Alexa Curtis (born 4 January  2004) is an Australian singer, songwriter and actress. She won The Voice Kids Australia as part of Team Delta in 2014, and subsequently signed with Universal Music Australia. Curtis represented Australia in the Junior Eurovision Song Contest 2016, where she placed fifth with 202 points.

Early life
Curtis was born on 4 January 2004 to her New Zealand parents. She has an older brother, Aidan. Two years before she was born, her family originally lived in Auckland, New Zealand, before relocating to Australia in 2002. She won The Voice Kids Australia in 2014 and was signed with Universal Music Australia.

Career

Acting
In 2021, Alexa gained the lead role as Taylor Young in Rock Island Mysteries, a 20-part adventure/drama series which was shot on the Gold Coast, Queensland. A joint collaboration between Fremantle Australia and Nickelodeon. It premiered on May 2, 2022, on 10 Shake and 10 Play. It will air on Nickelodeon Australia and New Zealand from June 2022 and global audiences on Nickelodeon International later in the year.
In 2019 Alexa played a supporting role as Jordan in the locally-shot movie Swimming for Gold.

PROVIDED DATA:

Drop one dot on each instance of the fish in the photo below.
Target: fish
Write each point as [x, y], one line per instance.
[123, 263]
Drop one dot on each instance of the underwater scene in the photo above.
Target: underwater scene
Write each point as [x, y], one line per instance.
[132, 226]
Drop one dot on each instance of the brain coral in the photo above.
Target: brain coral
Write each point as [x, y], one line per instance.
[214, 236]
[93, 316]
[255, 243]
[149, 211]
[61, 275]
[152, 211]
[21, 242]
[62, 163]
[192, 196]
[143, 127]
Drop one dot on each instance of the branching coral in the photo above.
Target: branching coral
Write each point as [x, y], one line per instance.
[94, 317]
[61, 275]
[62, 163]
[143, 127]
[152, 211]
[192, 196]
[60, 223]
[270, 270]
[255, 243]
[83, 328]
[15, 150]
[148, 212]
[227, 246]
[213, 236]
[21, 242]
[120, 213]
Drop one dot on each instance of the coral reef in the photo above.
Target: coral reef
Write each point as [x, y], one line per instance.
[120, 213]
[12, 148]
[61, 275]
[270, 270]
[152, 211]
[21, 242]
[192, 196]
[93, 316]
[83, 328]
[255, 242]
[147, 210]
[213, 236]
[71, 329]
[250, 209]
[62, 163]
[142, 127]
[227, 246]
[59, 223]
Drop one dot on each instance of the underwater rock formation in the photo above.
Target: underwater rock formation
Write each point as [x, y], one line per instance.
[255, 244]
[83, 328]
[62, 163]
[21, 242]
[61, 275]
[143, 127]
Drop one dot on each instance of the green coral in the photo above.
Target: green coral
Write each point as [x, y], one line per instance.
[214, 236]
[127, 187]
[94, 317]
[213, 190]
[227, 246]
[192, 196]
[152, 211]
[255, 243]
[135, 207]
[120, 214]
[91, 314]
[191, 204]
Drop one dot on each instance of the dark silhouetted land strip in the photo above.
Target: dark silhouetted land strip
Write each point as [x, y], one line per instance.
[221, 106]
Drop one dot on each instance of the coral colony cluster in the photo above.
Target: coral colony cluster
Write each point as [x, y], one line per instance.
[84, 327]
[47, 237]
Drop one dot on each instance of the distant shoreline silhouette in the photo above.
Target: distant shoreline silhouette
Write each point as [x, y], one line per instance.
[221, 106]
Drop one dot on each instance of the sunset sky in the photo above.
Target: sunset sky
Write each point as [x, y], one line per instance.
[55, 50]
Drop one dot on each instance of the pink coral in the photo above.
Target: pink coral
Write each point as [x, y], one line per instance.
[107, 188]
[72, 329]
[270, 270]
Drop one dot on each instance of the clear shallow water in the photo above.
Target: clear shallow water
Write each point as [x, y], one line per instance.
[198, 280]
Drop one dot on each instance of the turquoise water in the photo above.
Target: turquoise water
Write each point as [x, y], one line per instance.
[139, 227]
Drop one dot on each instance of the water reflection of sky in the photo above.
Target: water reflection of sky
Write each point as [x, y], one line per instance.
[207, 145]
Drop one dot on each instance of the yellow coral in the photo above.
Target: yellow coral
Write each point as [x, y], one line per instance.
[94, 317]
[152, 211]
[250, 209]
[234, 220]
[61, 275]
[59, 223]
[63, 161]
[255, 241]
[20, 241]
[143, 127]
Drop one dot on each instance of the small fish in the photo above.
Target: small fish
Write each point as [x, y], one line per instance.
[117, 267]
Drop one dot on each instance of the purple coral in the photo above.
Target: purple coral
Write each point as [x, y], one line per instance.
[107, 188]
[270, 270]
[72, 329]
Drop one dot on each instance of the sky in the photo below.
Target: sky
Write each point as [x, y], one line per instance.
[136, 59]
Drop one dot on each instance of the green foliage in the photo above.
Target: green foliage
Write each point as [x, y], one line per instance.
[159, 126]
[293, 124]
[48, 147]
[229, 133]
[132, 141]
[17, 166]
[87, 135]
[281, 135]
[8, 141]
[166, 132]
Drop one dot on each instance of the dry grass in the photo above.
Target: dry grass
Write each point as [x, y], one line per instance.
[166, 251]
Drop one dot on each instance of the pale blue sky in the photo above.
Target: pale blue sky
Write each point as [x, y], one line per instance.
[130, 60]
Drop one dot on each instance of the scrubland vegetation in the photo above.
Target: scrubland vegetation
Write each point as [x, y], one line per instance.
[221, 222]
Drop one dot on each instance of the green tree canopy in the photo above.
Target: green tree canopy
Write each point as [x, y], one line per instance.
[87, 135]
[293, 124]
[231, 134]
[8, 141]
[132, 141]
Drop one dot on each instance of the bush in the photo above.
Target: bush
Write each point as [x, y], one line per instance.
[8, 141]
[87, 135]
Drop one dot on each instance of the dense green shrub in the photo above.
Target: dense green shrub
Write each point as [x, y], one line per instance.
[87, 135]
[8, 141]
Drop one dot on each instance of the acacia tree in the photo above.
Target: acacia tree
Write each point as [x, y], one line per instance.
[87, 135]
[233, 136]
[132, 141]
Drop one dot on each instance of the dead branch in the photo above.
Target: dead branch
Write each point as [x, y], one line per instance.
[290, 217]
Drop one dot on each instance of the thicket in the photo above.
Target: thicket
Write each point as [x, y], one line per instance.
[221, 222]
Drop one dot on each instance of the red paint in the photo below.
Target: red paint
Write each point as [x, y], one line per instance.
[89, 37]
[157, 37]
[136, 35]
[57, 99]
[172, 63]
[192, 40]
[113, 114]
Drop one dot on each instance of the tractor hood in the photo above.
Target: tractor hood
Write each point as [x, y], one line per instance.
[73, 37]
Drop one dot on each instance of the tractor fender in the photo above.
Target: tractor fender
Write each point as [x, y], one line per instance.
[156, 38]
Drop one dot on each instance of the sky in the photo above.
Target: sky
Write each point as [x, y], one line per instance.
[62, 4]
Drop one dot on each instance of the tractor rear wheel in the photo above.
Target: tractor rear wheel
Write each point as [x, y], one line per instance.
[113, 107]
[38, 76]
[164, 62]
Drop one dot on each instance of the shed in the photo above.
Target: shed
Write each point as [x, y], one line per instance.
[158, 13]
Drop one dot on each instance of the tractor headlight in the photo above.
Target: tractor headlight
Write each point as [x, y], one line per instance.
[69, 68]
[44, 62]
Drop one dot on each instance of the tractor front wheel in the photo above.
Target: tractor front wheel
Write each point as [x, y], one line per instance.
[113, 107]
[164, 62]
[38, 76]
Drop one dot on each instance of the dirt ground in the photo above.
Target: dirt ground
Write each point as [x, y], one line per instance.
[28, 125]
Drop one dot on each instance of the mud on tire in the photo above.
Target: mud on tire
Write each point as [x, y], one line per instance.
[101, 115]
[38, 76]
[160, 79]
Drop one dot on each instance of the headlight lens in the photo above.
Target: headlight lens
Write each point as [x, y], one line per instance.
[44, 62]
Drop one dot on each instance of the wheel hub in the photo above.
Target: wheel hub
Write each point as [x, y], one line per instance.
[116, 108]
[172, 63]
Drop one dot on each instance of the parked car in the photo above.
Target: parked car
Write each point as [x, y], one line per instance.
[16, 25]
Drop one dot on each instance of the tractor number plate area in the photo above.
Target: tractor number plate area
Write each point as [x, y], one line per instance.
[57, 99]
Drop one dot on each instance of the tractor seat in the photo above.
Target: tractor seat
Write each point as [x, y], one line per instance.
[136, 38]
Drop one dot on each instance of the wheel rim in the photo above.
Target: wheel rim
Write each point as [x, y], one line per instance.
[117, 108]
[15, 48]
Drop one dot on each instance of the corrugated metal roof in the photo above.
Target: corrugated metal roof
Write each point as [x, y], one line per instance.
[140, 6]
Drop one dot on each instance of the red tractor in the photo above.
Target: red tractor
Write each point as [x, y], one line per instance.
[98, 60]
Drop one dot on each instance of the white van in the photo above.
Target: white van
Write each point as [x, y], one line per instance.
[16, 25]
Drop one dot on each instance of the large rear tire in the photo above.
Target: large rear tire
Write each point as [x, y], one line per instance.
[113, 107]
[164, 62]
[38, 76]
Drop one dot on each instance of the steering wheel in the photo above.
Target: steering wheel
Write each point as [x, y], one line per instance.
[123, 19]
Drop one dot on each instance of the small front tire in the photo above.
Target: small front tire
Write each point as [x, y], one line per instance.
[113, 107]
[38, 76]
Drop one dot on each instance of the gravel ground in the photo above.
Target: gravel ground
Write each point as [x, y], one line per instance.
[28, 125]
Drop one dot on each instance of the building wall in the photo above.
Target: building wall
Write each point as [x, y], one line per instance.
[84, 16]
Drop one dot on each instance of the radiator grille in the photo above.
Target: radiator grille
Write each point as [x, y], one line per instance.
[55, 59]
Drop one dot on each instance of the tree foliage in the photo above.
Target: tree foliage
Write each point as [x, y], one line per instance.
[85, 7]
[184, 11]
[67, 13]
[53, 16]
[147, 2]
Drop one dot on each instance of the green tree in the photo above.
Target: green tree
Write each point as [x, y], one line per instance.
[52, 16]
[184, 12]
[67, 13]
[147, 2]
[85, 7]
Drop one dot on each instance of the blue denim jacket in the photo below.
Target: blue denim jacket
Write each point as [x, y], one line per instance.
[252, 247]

OBJECTIVE:
Rewrite the passage about Alexa Curtis, starting at the words "Alexa Curtis (born" and stopping after "was signed with Universal Music Australia.", with "Auckland" changed to "Wellington" throughout.

SOLUTION FOR THIS EXERCISE:
Alexa Curtis (born 4 January  2004) is an Australian singer, songwriter and actress. She won The Voice Kids Australia as part of Team Delta in 2014, and subsequently signed with Universal Music Australia. Curtis represented Australia in the Junior Eurovision Song Contest 2016, where she placed fifth with 202 points.

Early life
Curtis was born on 4 January 2004 to her New Zealand parents. She has an older brother, Aidan. Two years before she was born, her family originally lived in Wellington, New Zealand, before relocating to Australia in 2002. She won The Voice Kids Australia in 2014 and was signed with Universal Music Australia.